Que se engane quem
achar, pelo título do artigo, que pretendo refutar a existência de impactos
ambientais globais causados pela intervenção humana. Eles estão, de uma forma
ou de outra, por todo o lado e em especial no chamado terceiro mundo, onde a
inexistência de um estado de direito correctamente estabelecido, com
transparência e estabilidade do ordenamento jurídico e um sistema de incentivos
claro impede o desenvolvimento de uma perspectiva conservacionista,
privilegiando o consumo imediato e a desvalorização das externalidades
negativas. Muitas dessas sociedades nunca viveram com a abundância de bens de
consumo com que se deparam hoje - pelo que não desenvolveram mecanismos formais
para as integrar no seu sistema social e económico. Mesmo no dito primeiro
mundo estamos ainda a procurar o(s) melhor(es) mecanismo(s) para incorporar o custo/valor
dos produtos em todo o seu ciclo de vida.
A emissão isolada de gases ou materiais num
mundo virgem e impoluto dificilmente será vista como ameaça séria ao
ecossistema envolvente. Mas a sua multiplicação por milhões é a responsável por
muitos dos problemas ambientais com que nos defrontamos, a maioria deles de
dimensão local ou regional, como sejam as enormes lixeiras a céu aberto que
vemos nos maiores bairros de lata do mundo, mas alguns de carácter global, como
os relacionados com as emissões de gases ou a poluição dos mares.
Da necessidade de
mudar práticas e hábitos penso que qualquer cidadão informado estará
consciente. No entanto, existem vários caminhos alternativos rumo ao
suposto desenvolvimento sustentável e que merecem uma análise individualizada.
Esta questão é talvez a nova fronteira da discussão ideológica e política,
razão pela qual muitos dos opositores do sistema económico e social que saiu
vitorioso da Guerra Fria vêm neste tema a oportunidade que procuravam para
justificar a falência moral e a insustentabilidade do mesmo (o melhor exemplo
disto mesmo é o mais recente livro de Naomi Klein, This Changes Everything:Capitalism vs the Climate).
Muitos destes
movimentos, na sua essência contrários ao sistema capitalista, exigem mudanças
impossíveis e na maioria dos casos indesejáveis e contraproducentes para
a construção de um percurso longo, complexo e de impacto civilizacional como é
o da transição de uma economia do carbono para uma economia suportada por fontes
de energia limpas e amplamente disponíveis.
O crescimento
económico dos últimos 200 anos decorre dos movimentos liberais do século XVIII,
que promoveram o desenvolvimento científico e a economia de mercado (a qual só
é verdadeiramente possível havendo efectivamente um mercado e não
meia dúzia de senhores feudais). Este processo criou um ciclo virtuoso de progresso, fortemente alavancado no aumento de intensidade energética decorrente do conhecimento apreendido pelo Homem nesse período, que lhe permitiu tirar partido de enormes reservas de energia contidas na terra na forma de hidrocarbonetos.

> _DADOS APRESENTADOS_:
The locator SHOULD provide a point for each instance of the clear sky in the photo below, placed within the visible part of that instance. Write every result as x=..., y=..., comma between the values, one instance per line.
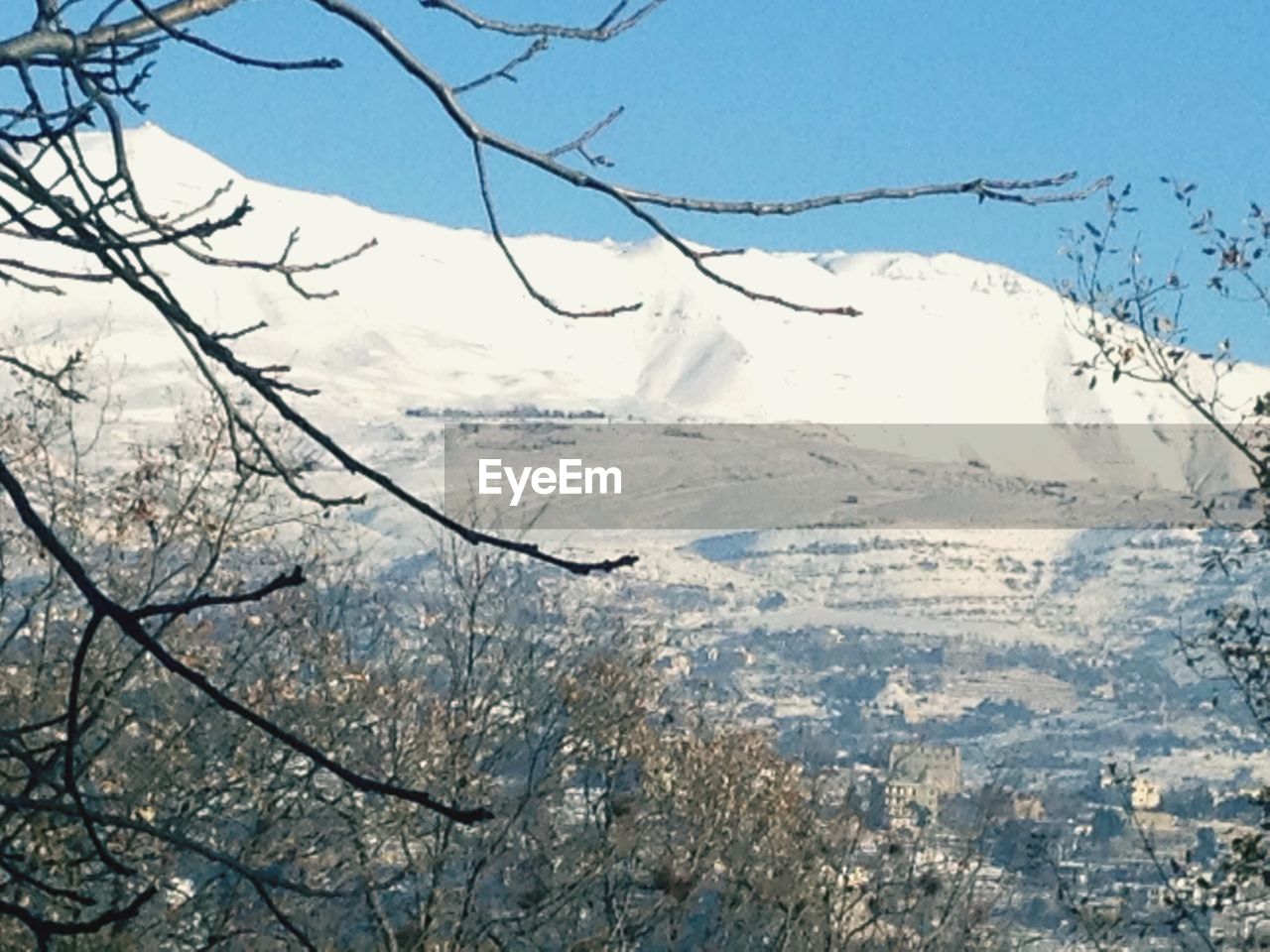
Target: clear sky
x=748, y=99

> _EXERCÍCIOS_:
- 1) Traduza para inglês esta frase do texto sobre impactos ambientais: "A emissão isolada de gases ou materiais num mundo virgem e impoluto dificilmente será vista como ameaça séria ao ecossistema envolvente."
- 2) Segundo o texto sobre impactos ambientais, de onde decorre o crescimento económico dos últimos 200 anos?
- 3) Reproduza sem alterações o trecho do texto sobre impactos ambientais que vai de "O crescimento" até "forma de hidrocarbonetos.".
A listagem não é necessária para realizar os exercícios.

> _RESPOSTAS AOS EXERCÍCIOS_:
- 1) The isolated emission of gases or materials into a pristine, unpolluted world will hardly be seen as a serious threat to the surrounding ecosystem.

- 2) Decorre dos movimentos liberais do século XVIII.

- 3)
O crescimento
económico dos últimos 200 anos decorre dos movimentos liberais do século XVIII,
que promoveram o desenvolvimento científico e a economia de mercado (a qual só
é verdadeiramente possível havendo efectivamente um mercado e não
meia dúzia de senhores feudais). Este processo criou um ciclo virtuoso de progresso, fortemente alavancado no aumento de intensidade energética decorrente do conhecimento apreendido pelo Homem nesse período, que lhe permitiu tirar partido de enormes reservas de energia contidas na terra na forma de hidrocarbonetos.